GIVEN PROBLEM = Return the lines below verbatim, from the line with "of the bare" to the line with "[[351, 168], [347, 142], [336, 93], [342, 115]]", including both of those lines and nothing else.

RECORDED DATA =

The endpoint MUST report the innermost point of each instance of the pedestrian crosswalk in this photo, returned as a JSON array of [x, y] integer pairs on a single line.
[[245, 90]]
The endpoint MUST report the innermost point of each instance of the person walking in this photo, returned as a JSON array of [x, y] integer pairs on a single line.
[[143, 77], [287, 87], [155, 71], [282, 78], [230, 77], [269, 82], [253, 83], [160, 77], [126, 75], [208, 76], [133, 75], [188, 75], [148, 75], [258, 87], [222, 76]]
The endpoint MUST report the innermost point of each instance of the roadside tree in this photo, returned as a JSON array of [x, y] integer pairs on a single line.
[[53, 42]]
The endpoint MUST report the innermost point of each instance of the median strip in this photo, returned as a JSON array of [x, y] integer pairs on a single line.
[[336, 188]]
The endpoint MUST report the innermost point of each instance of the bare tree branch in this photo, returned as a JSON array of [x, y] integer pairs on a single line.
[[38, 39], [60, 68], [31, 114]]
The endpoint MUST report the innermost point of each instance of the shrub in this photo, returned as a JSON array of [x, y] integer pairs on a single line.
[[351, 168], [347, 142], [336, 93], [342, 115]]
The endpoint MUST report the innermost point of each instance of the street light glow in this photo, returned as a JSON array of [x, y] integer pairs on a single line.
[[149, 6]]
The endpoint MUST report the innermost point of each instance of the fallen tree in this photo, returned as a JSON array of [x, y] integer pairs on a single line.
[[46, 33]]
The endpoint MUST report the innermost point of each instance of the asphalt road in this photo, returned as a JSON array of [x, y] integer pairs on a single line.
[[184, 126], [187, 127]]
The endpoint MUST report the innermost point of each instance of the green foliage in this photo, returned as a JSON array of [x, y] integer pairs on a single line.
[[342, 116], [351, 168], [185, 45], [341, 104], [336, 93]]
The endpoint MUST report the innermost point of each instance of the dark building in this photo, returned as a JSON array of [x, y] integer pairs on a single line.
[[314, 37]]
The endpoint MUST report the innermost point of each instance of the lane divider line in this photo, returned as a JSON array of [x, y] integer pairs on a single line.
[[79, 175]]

SOLUTION FOR THIS TASK =
The endpoint MUST report the innermost point of each instance of the bare tree branch in this photo, returned as a JSON array of [x, y] integer pairs on a single line.
[[38, 39], [60, 68], [31, 114]]
The endpoint MUST report the innermost point of each instance of the shrub in this photo, returned as a JSON array of [x, y] integer pairs on a single line.
[[351, 168], [347, 142], [336, 93], [342, 115]]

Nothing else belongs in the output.